## [What the task requires]
Copy out, unchanged, the lines of the items below from the line with "Could you please locate the rubber" to the line with "Target: balcony railing", including both of those lines.

__________________________________________________

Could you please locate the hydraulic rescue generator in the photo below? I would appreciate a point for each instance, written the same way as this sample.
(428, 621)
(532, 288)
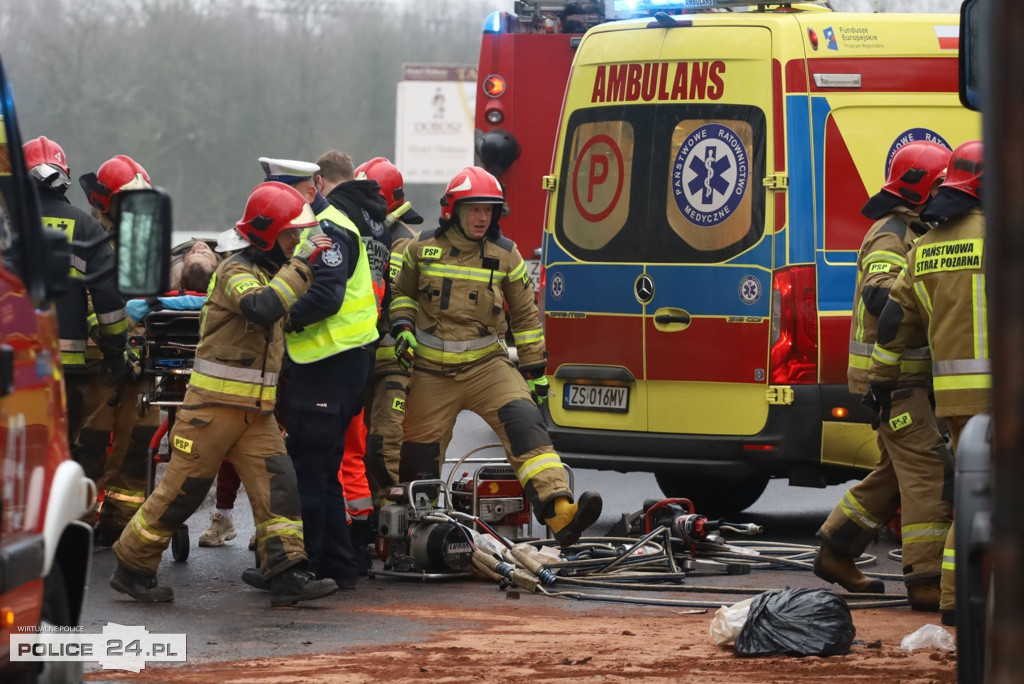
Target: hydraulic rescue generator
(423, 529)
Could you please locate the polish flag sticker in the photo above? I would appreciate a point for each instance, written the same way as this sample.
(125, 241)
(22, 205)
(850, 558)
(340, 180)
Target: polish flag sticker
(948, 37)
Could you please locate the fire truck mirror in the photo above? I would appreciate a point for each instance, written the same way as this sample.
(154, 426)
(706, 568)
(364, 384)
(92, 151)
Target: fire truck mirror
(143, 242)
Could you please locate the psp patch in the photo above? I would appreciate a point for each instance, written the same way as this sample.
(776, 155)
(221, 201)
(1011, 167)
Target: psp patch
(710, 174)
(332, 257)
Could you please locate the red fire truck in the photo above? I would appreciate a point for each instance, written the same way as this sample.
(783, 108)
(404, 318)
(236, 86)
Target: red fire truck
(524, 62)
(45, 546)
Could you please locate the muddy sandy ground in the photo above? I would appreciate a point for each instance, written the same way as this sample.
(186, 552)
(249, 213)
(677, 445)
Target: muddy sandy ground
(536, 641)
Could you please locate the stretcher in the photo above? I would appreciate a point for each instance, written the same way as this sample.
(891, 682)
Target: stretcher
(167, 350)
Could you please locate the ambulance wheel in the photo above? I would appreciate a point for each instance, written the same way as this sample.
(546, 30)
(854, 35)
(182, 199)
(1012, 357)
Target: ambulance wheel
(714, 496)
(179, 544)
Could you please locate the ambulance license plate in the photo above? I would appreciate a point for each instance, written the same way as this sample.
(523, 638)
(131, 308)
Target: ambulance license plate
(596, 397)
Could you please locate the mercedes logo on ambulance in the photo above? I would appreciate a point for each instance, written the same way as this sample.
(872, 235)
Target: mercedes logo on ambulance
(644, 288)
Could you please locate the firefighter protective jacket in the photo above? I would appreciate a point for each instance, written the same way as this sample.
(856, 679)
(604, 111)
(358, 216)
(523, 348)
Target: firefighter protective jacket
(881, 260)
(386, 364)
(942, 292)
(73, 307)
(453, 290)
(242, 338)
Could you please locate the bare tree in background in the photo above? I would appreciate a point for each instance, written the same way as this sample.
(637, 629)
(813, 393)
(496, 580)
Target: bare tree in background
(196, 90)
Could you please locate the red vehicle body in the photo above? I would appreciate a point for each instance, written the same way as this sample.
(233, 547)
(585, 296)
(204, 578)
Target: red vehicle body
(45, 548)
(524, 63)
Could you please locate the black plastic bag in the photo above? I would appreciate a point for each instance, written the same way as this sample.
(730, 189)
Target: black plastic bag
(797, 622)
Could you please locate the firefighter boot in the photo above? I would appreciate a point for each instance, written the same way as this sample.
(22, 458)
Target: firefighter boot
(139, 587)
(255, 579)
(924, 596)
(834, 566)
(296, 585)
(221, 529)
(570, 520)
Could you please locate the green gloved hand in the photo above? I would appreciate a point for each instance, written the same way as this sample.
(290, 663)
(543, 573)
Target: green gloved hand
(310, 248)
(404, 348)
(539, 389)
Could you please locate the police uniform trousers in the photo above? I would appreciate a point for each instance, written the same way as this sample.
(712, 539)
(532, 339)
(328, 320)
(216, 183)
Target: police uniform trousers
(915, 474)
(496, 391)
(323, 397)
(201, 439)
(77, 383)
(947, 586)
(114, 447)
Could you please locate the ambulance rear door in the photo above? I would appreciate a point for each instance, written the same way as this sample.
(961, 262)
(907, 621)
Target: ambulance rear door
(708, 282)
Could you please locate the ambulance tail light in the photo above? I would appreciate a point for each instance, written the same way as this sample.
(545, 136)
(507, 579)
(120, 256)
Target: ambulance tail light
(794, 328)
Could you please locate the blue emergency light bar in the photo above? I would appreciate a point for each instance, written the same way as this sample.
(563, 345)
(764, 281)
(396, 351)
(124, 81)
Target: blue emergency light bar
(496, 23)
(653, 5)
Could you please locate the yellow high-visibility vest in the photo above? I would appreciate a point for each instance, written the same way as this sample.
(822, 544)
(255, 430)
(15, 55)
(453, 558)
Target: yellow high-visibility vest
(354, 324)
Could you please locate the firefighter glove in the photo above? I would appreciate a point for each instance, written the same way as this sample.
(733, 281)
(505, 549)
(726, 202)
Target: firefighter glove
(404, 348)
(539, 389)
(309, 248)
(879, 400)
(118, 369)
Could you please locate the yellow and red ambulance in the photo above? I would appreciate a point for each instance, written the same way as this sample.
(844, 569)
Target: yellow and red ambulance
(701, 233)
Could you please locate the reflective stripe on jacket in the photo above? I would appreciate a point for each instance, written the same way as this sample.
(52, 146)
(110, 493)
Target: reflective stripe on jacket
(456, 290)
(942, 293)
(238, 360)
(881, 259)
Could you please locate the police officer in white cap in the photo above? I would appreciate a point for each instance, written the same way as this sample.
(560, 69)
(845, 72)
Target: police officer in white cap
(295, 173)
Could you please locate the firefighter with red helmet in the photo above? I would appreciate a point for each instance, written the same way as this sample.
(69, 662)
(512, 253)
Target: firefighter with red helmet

__________________________________________________

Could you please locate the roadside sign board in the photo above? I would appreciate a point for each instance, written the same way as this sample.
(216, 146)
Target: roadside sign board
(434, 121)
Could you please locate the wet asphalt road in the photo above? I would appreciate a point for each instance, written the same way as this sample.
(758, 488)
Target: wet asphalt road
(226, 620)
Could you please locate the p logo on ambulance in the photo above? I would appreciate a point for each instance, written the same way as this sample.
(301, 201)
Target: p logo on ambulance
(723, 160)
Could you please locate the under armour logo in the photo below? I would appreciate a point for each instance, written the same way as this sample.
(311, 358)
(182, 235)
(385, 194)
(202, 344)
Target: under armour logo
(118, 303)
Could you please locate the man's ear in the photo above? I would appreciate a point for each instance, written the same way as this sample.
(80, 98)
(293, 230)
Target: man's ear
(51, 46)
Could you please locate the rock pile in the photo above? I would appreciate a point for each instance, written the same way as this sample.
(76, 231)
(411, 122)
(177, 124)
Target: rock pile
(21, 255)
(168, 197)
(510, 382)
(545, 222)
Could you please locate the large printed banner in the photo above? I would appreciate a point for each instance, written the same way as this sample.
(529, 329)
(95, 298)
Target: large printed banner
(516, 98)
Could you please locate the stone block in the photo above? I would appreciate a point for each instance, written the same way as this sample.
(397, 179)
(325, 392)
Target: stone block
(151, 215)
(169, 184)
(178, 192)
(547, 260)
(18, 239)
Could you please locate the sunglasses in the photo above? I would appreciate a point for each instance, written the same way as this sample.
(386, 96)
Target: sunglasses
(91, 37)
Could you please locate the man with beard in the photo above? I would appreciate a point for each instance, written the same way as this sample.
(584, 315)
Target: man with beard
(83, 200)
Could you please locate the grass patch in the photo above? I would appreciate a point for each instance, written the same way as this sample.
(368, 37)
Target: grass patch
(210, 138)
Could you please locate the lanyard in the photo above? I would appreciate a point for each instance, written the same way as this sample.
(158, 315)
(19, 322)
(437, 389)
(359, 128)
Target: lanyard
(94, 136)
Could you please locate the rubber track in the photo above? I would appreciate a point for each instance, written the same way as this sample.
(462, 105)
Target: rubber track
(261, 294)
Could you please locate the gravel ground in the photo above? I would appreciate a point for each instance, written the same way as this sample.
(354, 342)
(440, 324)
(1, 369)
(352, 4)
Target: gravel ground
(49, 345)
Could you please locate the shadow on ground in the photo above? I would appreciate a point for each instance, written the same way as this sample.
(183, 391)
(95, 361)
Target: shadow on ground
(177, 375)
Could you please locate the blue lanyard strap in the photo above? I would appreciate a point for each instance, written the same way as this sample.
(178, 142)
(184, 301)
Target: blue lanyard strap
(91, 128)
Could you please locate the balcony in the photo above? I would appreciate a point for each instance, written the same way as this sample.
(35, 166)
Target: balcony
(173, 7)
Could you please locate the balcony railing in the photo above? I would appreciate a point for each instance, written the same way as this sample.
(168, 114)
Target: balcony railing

__________________________________________________

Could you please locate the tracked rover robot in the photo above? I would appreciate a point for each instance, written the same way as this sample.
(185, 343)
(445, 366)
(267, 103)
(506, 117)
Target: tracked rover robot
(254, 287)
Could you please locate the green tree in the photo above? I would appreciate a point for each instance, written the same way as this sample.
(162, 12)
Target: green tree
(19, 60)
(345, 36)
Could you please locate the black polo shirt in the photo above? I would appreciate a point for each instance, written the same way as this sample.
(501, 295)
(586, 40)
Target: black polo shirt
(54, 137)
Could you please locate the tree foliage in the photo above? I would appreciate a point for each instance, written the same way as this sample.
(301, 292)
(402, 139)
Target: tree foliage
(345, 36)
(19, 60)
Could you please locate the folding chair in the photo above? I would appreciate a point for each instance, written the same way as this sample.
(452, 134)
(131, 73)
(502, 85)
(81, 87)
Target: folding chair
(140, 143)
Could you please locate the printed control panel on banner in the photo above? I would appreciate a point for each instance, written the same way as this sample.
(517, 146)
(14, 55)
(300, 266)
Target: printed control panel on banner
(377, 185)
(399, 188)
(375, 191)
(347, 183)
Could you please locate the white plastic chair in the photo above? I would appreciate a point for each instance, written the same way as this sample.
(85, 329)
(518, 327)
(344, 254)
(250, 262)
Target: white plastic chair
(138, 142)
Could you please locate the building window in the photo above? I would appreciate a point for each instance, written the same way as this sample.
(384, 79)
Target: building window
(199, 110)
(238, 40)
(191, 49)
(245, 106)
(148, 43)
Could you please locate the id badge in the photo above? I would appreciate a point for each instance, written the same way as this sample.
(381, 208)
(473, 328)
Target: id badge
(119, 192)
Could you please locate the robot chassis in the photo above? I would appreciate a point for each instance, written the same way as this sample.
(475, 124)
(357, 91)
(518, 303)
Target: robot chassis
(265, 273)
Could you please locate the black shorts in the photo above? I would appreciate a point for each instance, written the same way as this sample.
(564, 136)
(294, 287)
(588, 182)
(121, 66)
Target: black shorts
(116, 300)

__________________________________________________

## [Output for this exercise]
Could you please locate the rubber track in the photo above? I would appreciate a point for each instance, written the same way as this sample.
(462, 105)
Target: rubber track
(261, 294)
Could you please locate the gravel ground in the photo above? I would appreciate a point for each instance, written the same way as this sample.
(354, 342)
(440, 324)
(1, 369)
(352, 4)
Target: gravel ground
(49, 345)
Could you please locate the shadow on ground in the photo above? I would appreciate a point for each instance, written the same way as this sample.
(183, 391)
(95, 361)
Target: shadow on ground
(177, 375)
Could you please locate the blue lanyard strap in the photo above? I would appreciate a point for each instance, written the same way as this sample.
(178, 142)
(184, 301)
Target: blue lanyard strap
(91, 128)
Could you please locate the balcony in the photo above? I would appreciate a point for each instance, written the same way as this sample.
(35, 166)
Target: balcony
(173, 7)
Could you please locate the balcony railing in the photo above? I would appreciate a point for each instance, written the same way as this sample.
(168, 114)
Target: balcony railing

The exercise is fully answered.